◆ Tasks to perform
- 1) From the question about running h2o in parallel, copy the part that opens with the words containing "#setup parallel backend" and closes with "gbm <- h2o.gbm(train_some_model)".
- 2) List every comment line (a line beginning with #) in the pseudo-code of the question about running h2o in parallel.

◆ Source text
====

I am setting up a piece of code to parallel processes some computations for N groups in my data using foreach.
I have a computation that involves a call to h2o.gbm.
In my current, sequential set-up, I use up to about 70% of my RAM.
How do I correctly set-up my h2o.init() within the parallel piece of code? I am afraid that I might run out of RAM when I use multiple cores.
My Windows 10 machine has 12 cores and 128GB of RAM.
Would something like this pseudo-code work?
library(foreach)
library(doParallel)
#setup parallel backend to use 12 processors
cl<-makeCluster(12)
registerDoParallel(cl)
#loop
df4 <-foreach(i = as.numeric(seq(1,999)), .combine=rbind) %dopar% {
df4 <- data.frame()
#bunch of computations
h2o.init(nthreads=1, max_mem_size="10G")
gbm <- h2o.gbm(train_some_model)
df4 <- data.frame(someoutput)
}
fwrite(df4, append=TRUE)
stopCluster(cl)

====

◆ Source excerpt

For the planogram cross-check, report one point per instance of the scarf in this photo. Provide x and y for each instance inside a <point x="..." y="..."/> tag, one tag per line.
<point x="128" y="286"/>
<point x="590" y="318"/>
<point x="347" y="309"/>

====

◆ Outputs
- 1)
#setup parallel backend to use 12 processors
cl<-makeCluster(12)
registerDoParallel(cl)
#loop
df4 <-foreach(i = as.numeric(seq(1,999)), .combine=rbind) %dopar% {
df4 <- data.frame()
#bunch of computations
h2o.init(nthreads=1, max_mem_size="10G")
gbm <- h2o.gbm(train_some_model)

- 2)
#setup parallel backend to use 12 processors
#loop
#bunch of computations